- _Complete the following_
(1) In the aquarium filter thread, what filter volume does fmueller give for a 2260?
(2) Quote the aquarium filter thread from "Thank you fmueller, 2" to "big (18 liters)!".

- _Document section_

Thank you fmueller, 2 times was just a number I through out there for conversation purposes. The 2260 or 2262 were actually filters I have been looking at but with some recommendations for higher GPH I was also considering an fx5 due to it's 925 GPH. The tank I just got was originally going to come with an fx5 but the guy didn't want to part with it and gave me 2 Emperor 400 instead. I think I am going to be most comfortable going with one of the Eheim's and not worrying about a higher GPH.


----------



## fmueller (Jan 11, 2004)

Many people love the FX5, and it looks like a pretty nice filter to me. However, while it has almost 4 times the GPH of a 2217, and twice that of a 2260, it is just shy of the filter volume of a 2217 (5.9 and 6 liters), and a 2260 is three times as big (18 liters)!

Why does filter volume matter? I stuff my filters all the way with filter floss - actually, I use quilt batting from Walmart. Filter floss is cheap, and it does a great job at mechanical and biological filtration. You can let the filter fill up all the way with gunk, and that takes three times as long in a 18 liter filter than in a 6 liter filter. The less often you open the filter, the less you disturb your bacteria, the better is your biofiltration. Plus I'd rather spend my time watching fish than cleaning out filters :wink:

I believe an Emperor 400 has a media volume of about 6oz, which corresponds to about 0.2 liter. You can see why I might not be a huge fan of HOB filters :lol:

Frank


----------



## Toby_H (Apr 15, 2005)

- _Data_
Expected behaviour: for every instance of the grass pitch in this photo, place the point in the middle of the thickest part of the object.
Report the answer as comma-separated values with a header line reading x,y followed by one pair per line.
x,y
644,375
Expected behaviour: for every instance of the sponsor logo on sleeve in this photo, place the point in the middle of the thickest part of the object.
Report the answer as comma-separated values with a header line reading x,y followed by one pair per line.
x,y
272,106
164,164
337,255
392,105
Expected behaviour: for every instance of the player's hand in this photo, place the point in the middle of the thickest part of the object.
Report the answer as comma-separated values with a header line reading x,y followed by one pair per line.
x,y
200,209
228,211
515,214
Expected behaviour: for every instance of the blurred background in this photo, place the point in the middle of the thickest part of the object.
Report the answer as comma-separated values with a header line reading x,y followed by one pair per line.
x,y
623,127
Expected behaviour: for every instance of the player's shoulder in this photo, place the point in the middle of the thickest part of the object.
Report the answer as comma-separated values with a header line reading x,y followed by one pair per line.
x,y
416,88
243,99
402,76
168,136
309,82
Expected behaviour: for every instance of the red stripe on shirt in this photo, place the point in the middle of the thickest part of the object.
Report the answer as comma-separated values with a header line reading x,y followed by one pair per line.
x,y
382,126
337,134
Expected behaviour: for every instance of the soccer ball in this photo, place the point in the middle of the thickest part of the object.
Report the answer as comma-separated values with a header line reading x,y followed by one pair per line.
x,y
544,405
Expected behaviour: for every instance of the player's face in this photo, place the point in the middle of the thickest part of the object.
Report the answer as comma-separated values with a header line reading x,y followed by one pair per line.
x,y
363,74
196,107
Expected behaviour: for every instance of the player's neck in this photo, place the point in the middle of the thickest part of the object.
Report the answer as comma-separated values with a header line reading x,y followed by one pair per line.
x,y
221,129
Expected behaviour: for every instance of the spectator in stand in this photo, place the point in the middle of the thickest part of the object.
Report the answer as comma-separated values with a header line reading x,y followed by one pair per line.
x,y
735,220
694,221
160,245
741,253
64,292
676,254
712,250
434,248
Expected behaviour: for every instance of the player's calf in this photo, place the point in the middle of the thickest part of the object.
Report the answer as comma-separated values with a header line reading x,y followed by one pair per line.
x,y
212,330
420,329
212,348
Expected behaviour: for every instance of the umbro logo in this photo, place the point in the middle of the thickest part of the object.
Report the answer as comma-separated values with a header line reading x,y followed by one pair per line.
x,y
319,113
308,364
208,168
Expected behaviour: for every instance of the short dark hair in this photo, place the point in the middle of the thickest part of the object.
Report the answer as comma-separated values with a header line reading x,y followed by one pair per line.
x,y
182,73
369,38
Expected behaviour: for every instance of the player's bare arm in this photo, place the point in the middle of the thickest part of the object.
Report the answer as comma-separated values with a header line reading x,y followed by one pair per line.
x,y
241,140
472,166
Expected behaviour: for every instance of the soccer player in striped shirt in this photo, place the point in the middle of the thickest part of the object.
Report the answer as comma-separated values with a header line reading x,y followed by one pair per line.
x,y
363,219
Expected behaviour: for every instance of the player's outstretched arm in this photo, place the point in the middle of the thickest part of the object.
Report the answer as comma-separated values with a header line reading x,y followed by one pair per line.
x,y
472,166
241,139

- _Solutions for each task_
(1) 18 liters

(2)
Thank you fmueller, 2 times was just a number I through out there for conversation purposes. The 2260 or 2262 were actually filters I have been looking at but with some recommendations for higher GPH I was also considering an fx5 due to it's 925 GPH. The tank I just got was originally going to come with an fx5 but the guy didn't want to part with it and gave me 2 Emperor 400 instead. I think I am going to be most comfortable going with one of the Eheim's and not worrying about a higher GPH.


----------



## fmueller (Jan 11, 2004)

Many people love the FX5, and it looks like a pretty nice filter to me. However, while it has almost 4 times the GPH of a 2217, and twice that of a 2260, it is just shy of the filter volume of a 2217 (5.9 and 6 liters), and a 2260 is three times as big (18 liters)!